*Esercizi*
1. Elenca tutti gli articoli di legge citati nel testo sulla sentenza del Tribunale di Milano.
2. Traduci in inglese questa frase del testo sulla sentenza del Tribunale di Milano: "A seguito di tale aumento di capitale, la Società Finanziaria sarebbe venuta a detenere il controllo della Società Holding."
3. Prosegui il testo sulla sentenza del Tribunale di Milano dopo l'ultima frase riportata.

*Testo estratto*
'''

Il Tribunale di Milano, con la sentenza n. 12264 del 2016, pubblicata lo scorso 8 novembre 2016, si è pronunciato in tema di qualificazione della fattispecie posta al suo esame, relativa a un impegno da parte di una società ad indennizzare gli amministratori dimissionari di altra società, in termini di contratto a favore di terzo ex. art. 1411 c.c..
Al fine di meglio comprendere la qualificazione operata dal Collegio, è necessario premettere taluni brevi cenni concernenti la fattispecie concreta di cui alla sentenza in esame.
Il caso posto all’attenzione del Collegio si inserisce infatti in una situazione di crisi nella quale versavano una società (di seguito, la “Società Holding“) e la sua controllata, tale da richiedere un piano di risanamento ex art. 67, comma 3, lett. d) l.f.. Una terza società (la “Società Finanziaria“), si dimostrava interessata a un complessivo piano di salvaguardia della solvibilità della Società Holding e del relativo gruppo; tale piano prevedeva, inter alia, la sottoscrizione da parte della Società Finanziaria di un aumento di capitale della Società Holding, finalizzato ad aumentare a sua volta il capitale sociale della relativa controllata. A seguito di tale aumento di capitale, la Società Finanziaria sarebbe venuta a detenere il controllo della Società Holding. Inoltre, nell’ambito di detto piano complessivo erano previste anche talune operazioni straordinarie fra società controllate dalla Società Finanziaria e dalla Società Holding.
La Società Finanziaria si impegnava quindi a sottoscrivere e liberare l’aumento di capitale, al soddisfacimento di talune condizioni sospensive. Fra le stesse vi era, rilevante in particolare per la sentenza in esame, la seguente: le dimissioni irrevocabili di almeno la maggioranza degli amministratori di nomina assembleare della Società Holding, con la rinuncia da parte degli stessi a far valere qualsiasi pretesa in relazione alle cariche ricoperte, ad eccezione del pro-rata dei compensi annuali maturati per la parte non ancora corrisposta, nonché di quelli maturandi sino alla scadenza naturale del loro mandato. Le parti davano atto che le condizioni sospensive, fra cui anche quella appena riportata, erano apposte nell’esclusivo interesse della Società Finanziaria.
La Società Finanziaria procedeva quindi a indirizzare alla Società Holding, all’attenzione del Consiglio di Amministrazione, una lettera a latere dell’accordo di cui sopra (la “Lettera“), specificando i termini dell’accordo e la sua propedeuticità alla realizzazione del piano di risanamento. Inoltre, nella Lettera si specificava quanto segue: in considerazione della richiesta alla maggioranza degli amministratori di nomina assembleare della Società Holding di porre termine in via anticipata alla propria carica di amministratore, e preso atto dell’ammontare complessivo degli emolumenti spettanti al C.d.A. della Società Holding, la Società Finanziaria si impegnava in via irrevocabile a far sì che, ai sensi dell’art. 1381 del codice civile, la Società Holding, subordinatamente alla sottoscrizione dell’aumento di capitale, corrispondesse a tutti gli amministratori della stessa Società Holding, a titolo di indennizzo per la cessazione anticipata dalla carica, gli importi che ciascuno di essi avrebbe dovuto percepire per il restante periodo della carica (inclusi quelli riferibili agli amministratori investiti di particolari cariche). La Società Finanziaria riconosceva ed accettava che l’impegno irrevocabile di cui sopra nei confronti degli amministratori della Società Holding non abbisognava di alcuna loro espressa adesione o accettazione e li dispensava altresì da qualsiasi dichiarazione di volerne profittare.

'''

*Dati forniti*
'''

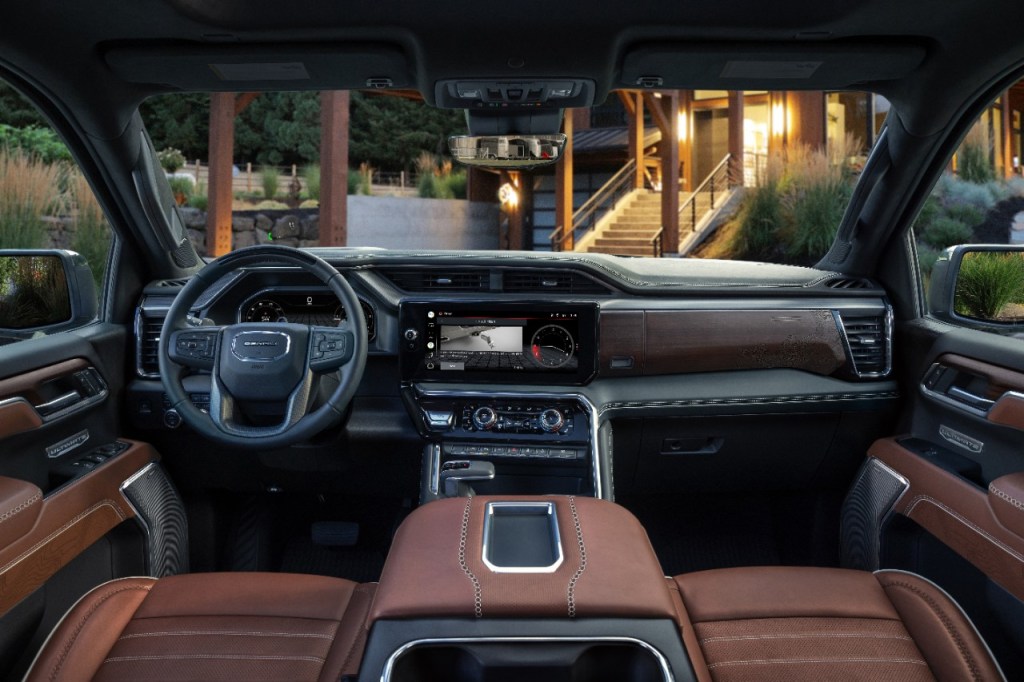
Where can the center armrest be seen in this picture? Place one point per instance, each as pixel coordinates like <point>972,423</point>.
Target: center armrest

'''

*Soluzioni*
1.
- art. 1411 c.c.
- art. 67, comma 3, lett. d) l.f.
- art. 1381 del codice civile

2. Following that capital increase, the Società Finanziaria would have come to hold control of the Società Holding.

3.
La maggioranza degli amministratori – ma non il Presidente del C.d.A. – rassegnava spontaneamente le proprie dimissioni irrevocabili, accompagnate da una dichiarazione di non avere più nulla a pretendere nei confronti della Società Holding, ad eccezione naturalmente dei compensi maturati e maturandi. Decadeva quindi l’intero C.d.A., come da statuto della Società Holding; la Società Finanziaria sottoscriveva l’aumento di capitale e l’assemblea ordinaria della Società Holding immediatamente successiva nominava i nuovi consiglieri.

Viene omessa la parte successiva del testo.